***** Фрагмент документа
Давайте вспомним, что связь навязчиво-одержимого и паранойяльного стиля прежде всего вытекает из того факта, что любой ригидный тип самоуправления включает в себя конфликт и сопротивление воздействию на два фронта: изнутри и извне. В более стабильном случае навязчивой одержимости эта борьба, по существу, является внутренней, хотя и не полностью; человек в данном случае является упрямым. Но независимо от того, как и где должны защищаться внутренний и внешний фронт, любая нестабильность на внутреннем фронте неизбежно превращается в уязвимость на внешнем. Нужно лишь представить себе менее стабильную трансформацию навязчиво-одержимой личности, менее уверенную в том, что она является тем, кем ей «следует» быть, а, следовательно, более себя осознающую и в той же мере менее поглощенную продуктивной работой. Тогда мы получим картину уже не столько упрямства и ригидной цели, сколько усиления ригидности и защитной чувствительности. Иначе говоря, у нас возникает картина паранойяльного состояния.
**********
Вопросы –
(1) Каким, по словам отрывка о навязчиво-одержимом и паранойяльном стилях, является человек в более стабильном случае навязчивой одержимости?
(2) Согласуются ли с отрывком о навязчиво-одержимом и паранойяльном стилях эти утверждения? (a) В более стабильном случае навязчивой одержимости борьба целиком внутренняя. (b) Нестабильность на внутреннем фронте оборачивается уязвимостью на внешнем. (c) Менее стабильная навязчиво-одержимая личность сильнее поглощена продуктивной работой. На каждое ответьте «да» или «нет» и приведите решающие слова отрывка.
(3) Допишите продолжение отрывка о навязчиво-одержимом и паранойяльном стилях, начиная сразу после его последнего предложения.
Следующий список взят из другого источника.
***** Выдержки из данных
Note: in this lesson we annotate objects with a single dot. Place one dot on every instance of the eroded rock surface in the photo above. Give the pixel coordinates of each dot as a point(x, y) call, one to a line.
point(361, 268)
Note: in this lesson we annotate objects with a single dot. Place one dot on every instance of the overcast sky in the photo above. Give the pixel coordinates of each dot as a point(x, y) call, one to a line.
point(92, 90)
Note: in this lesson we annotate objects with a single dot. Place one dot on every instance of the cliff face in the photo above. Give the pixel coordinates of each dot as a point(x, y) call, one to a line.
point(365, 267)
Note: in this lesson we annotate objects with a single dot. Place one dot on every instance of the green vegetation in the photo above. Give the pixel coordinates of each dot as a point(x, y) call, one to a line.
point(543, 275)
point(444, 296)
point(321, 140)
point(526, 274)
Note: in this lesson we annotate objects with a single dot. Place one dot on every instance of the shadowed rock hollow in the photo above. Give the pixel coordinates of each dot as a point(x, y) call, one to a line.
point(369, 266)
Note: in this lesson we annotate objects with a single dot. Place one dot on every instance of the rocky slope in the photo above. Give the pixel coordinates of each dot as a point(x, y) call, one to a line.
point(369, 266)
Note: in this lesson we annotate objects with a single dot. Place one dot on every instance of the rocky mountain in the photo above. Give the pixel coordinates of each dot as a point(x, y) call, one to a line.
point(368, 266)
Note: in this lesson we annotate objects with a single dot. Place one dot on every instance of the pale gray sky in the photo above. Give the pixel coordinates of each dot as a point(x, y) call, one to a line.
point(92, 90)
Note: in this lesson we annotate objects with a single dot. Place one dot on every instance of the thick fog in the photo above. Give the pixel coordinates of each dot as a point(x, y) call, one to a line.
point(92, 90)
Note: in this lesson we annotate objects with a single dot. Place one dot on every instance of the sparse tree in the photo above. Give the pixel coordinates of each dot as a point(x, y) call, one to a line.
**********
Ответы к заданиям –
(1) Упрямым.

(2)
(a) Нет: «по существу, является внутренней, хотя и не полностью».
(b) Да: «любая нестабильность на внутреннем фронте неизбежно превращается в уязвимость на внешнем».
(c) Нет: «в той же мере менее поглощенную продуктивной работой».

(3)
Когнитивная предвзятость и последующая потеря реальности, которые всегда сопутствуют повышению такого типа чувствительности и усилению защитной реакции, становятся более ригидными, когда усиливается и ужесточается защитная реакция. Элемент внешнего мира, отвечающий защитным ожиданиям, постепенно изымается из окружающего его контекста; постепенно этот элемент, отдельно от всего, что его окружает, становится носителем управляющего сигнала (command notice). Иначе говоря, чем более ригидна предвзятость, тем скорее узнается этот подкрепляющий элемент, и с той же скоростью снижается степень поляризации субъект-объектного отношения. Как только такой предусмотрительный человек входит в кабинет терапевта, он сразу видит на полке, на некотором расстоянии от себя, обложку книги с названием «гипноз». В этом случае можно сказать, что предусмотрительность пациента порождает гипнотизера, который представляет для него угрозу. Так как подкрепляющий элемент становится найти все легче, то все меньше и меньше требуется от реальности, чтобы она отвечала ожиданиям, которые становятся все более фиксированными и все более настойчивыми. Мне думается, все это уже установлено и хорошо известно. Далее я предположил, что при усилении такой потери внешней реальности до определенного уровня вновь появившаяся тревога и дезориентация начинают доминировать в существующей динамике и ускоряют процесс. Когда паранойяльная защитная мобилизация и соответствующая ей когнитивная предвзятость достигают крайней степени ригидности, элементы реальности, подкрепляющие защитные ожидания, находятся так легко и быстро, что уже не воспринимаются как открытия, а просто режут глаз. Они присутствуют неизменно и постоянно.

Например, мужчина, находящийся в остром паранойяльном состоянии, испытывающий ужас от направленного против него тайного сговора, рассказывает, что угрожающие ему послания «выскакивают» на него прямо с рекламных щитов и из газет.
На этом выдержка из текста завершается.